## WHAT THE TASK ASKS
Match on the string "clicks" in the entries below and return every matching line.

## RECORDED DATA
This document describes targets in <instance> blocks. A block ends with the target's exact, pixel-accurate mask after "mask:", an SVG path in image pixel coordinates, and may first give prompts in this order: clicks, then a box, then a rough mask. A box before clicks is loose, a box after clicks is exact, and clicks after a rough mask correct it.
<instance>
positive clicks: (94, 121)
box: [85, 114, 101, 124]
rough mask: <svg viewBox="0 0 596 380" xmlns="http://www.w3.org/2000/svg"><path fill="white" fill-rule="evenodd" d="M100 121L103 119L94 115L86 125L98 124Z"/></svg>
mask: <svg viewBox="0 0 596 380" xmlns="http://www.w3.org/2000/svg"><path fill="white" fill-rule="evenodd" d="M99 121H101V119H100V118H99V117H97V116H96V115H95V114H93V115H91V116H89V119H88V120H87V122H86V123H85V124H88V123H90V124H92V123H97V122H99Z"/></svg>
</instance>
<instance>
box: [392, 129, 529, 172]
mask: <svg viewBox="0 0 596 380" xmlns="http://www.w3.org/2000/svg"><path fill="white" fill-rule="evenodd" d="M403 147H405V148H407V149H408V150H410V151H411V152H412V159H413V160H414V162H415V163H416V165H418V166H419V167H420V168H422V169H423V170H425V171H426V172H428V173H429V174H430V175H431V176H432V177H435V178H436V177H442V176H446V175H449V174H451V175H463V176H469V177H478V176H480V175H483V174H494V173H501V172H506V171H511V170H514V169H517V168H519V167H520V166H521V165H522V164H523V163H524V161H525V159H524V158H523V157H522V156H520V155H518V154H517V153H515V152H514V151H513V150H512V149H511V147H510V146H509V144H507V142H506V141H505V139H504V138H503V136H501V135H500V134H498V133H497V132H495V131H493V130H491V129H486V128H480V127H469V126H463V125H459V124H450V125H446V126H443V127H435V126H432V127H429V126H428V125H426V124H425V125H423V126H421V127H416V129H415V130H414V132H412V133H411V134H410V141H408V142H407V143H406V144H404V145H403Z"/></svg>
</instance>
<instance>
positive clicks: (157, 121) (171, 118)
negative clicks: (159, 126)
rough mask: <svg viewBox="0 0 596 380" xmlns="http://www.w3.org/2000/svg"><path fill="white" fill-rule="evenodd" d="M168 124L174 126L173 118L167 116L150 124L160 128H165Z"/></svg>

## SOLUTION TO THIS TASK
This document describes targets in <instance> blocks. A block ends with the target's exact, pixel-accurate mask after "mask:", an SVG path in image pixel coordinates, and may first give prompts in this order: clicks, then a box, then a rough mask. A box before clicks is loose, a box after clicks is exact, and clicks after a rough mask correct it.
positive clicks: (94, 121)
positive clicks: (157, 121) (171, 118)
negative clicks: (159, 126)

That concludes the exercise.